--- start of ITEMS ---
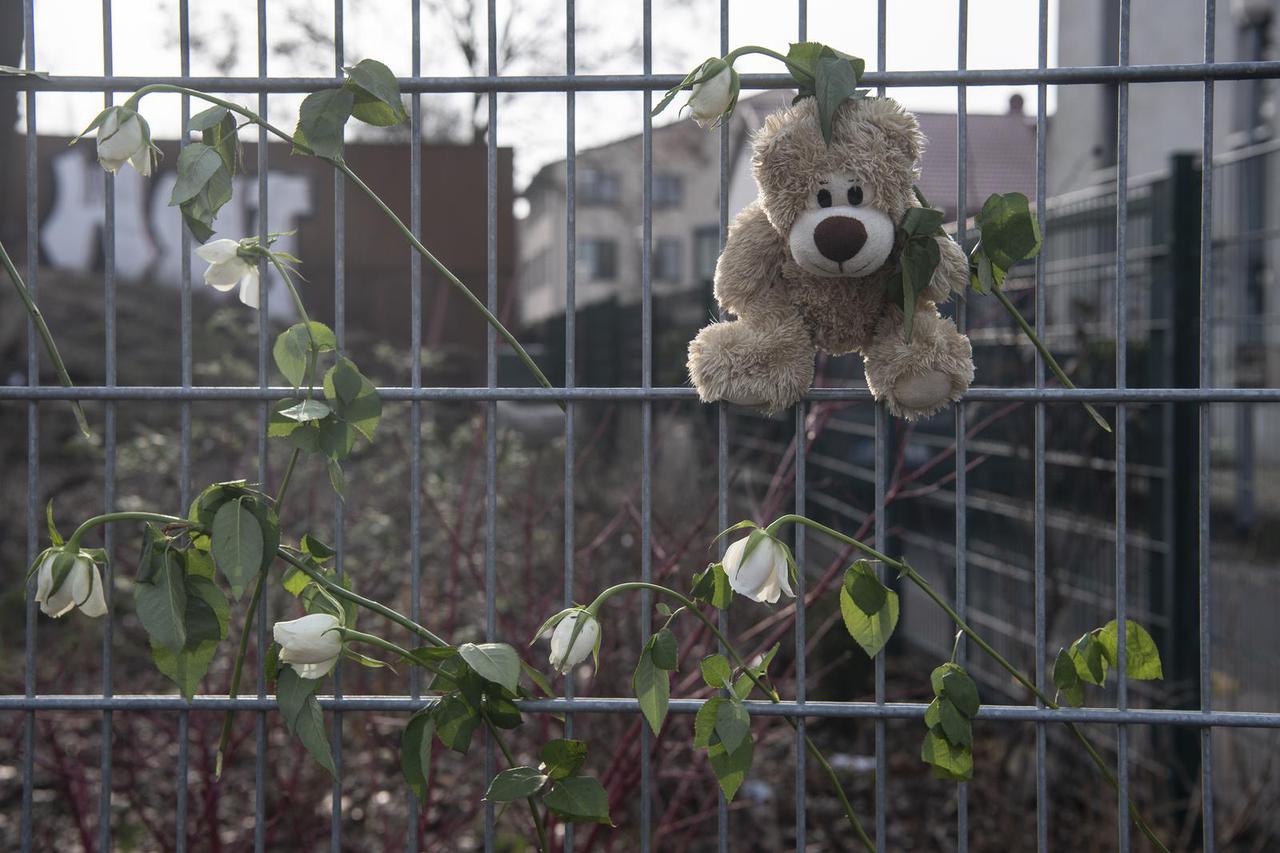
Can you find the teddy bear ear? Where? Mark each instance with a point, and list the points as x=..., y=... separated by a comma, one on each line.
x=899, y=127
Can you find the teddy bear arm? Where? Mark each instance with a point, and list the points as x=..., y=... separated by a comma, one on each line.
x=764, y=363
x=749, y=267
x=918, y=378
x=951, y=276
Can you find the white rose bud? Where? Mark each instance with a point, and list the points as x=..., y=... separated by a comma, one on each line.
x=716, y=94
x=763, y=575
x=124, y=137
x=81, y=588
x=227, y=269
x=310, y=644
x=566, y=655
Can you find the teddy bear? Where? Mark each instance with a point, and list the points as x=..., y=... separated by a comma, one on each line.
x=812, y=263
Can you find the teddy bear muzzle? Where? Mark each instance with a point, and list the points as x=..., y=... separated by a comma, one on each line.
x=845, y=241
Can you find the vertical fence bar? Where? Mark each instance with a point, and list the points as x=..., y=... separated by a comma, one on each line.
x=339, y=329
x=881, y=525
x=28, y=674
x=415, y=413
x=1121, y=365
x=800, y=626
x=647, y=405
x=260, y=724
x=570, y=329
x=722, y=416
x=104, y=816
x=490, y=447
x=1205, y=470
x=961, y=415
x=184, y=414
x=1038, y=443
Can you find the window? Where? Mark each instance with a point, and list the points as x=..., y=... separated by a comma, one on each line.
x=597, y=187
x=668, y=191
x=598, y=258
x=666, y=260
x=705, y=252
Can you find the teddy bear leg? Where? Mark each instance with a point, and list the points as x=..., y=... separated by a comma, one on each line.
x=752, y=364
x=923, y=377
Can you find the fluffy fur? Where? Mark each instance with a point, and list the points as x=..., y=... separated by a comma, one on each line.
x=785, y=314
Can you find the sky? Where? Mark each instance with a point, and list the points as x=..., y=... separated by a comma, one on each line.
x=920, y=35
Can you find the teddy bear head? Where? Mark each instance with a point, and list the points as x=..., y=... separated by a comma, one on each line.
x=837, y=206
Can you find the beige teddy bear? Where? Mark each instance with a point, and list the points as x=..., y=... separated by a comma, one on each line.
x=813, y=261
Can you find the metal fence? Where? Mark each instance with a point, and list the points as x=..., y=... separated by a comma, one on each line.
x=1200, y=717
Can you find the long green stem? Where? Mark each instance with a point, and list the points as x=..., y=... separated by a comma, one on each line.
x=237, y=670
x=338, y=591
x=914, y=576
x=1045, y=354
x=533, y=803
x=764, y=688
x=46, y=336
x=382, y=205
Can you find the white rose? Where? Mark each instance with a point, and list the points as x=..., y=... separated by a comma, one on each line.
x=763, y=575
x=227, y=269
x=566, y=655
x=310, y=644
x=122, y=137
x=82, y=587
x=713, y=96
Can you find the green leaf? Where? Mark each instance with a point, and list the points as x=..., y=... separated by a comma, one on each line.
x=731, y=766
x=1066, y=679
x=455, y=723
x=321, y=121
x=496, y=662
x=704, y=721
x=732, y=724
x=947, y=761
x=196, y=165
x=920, y=258
x=302, y=715
x=306, y=410
x=1142, y=657
x=161, y=603
x=951, y=682
x=955, y=725
x=835, y=81
x=1089, y=658
x=664, y=649
x=353, y=397
x=1010, y=232
x=869, y=632
x=716, y=670
x=562, y=757
x=237, y=544
x=865, y=588
x=376, y=94
x=579, y=799
x=187, y=667
x=208, y=612
x=416, y=753
x=652, y=687
x=515, y=783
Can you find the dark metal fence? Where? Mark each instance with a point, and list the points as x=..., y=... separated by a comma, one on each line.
x=1160, y=574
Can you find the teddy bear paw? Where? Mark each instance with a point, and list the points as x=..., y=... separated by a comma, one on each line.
x=923, y=395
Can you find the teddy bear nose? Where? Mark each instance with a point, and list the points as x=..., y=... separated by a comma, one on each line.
x=839, y=237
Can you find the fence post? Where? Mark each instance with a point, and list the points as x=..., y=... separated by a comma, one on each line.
x=1180, y=282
--- end of ITEMS ---
EXERCISE DIRECTIONS> Update the data from the start up to and including the line with "x=951, y=276", swapping "teddy bear" for "stuffed bear" and keeping everything else the same. Leave the pictures out.

RESPONSE TO THIS EXERCISE>
Can you find the stuffed bear ear? Where? Mark each instance with a point, and list the points as x=..., y=... separated by a comma, one on each line.
x=899, y=127
Can you find the stuffed bear arm? Where? Mark each instance with a point, and list the points as x=..., y=... separated by a comma, one on each line.
x=764, y=363
x=749, y=267
x=918, y=378
x=951, y=276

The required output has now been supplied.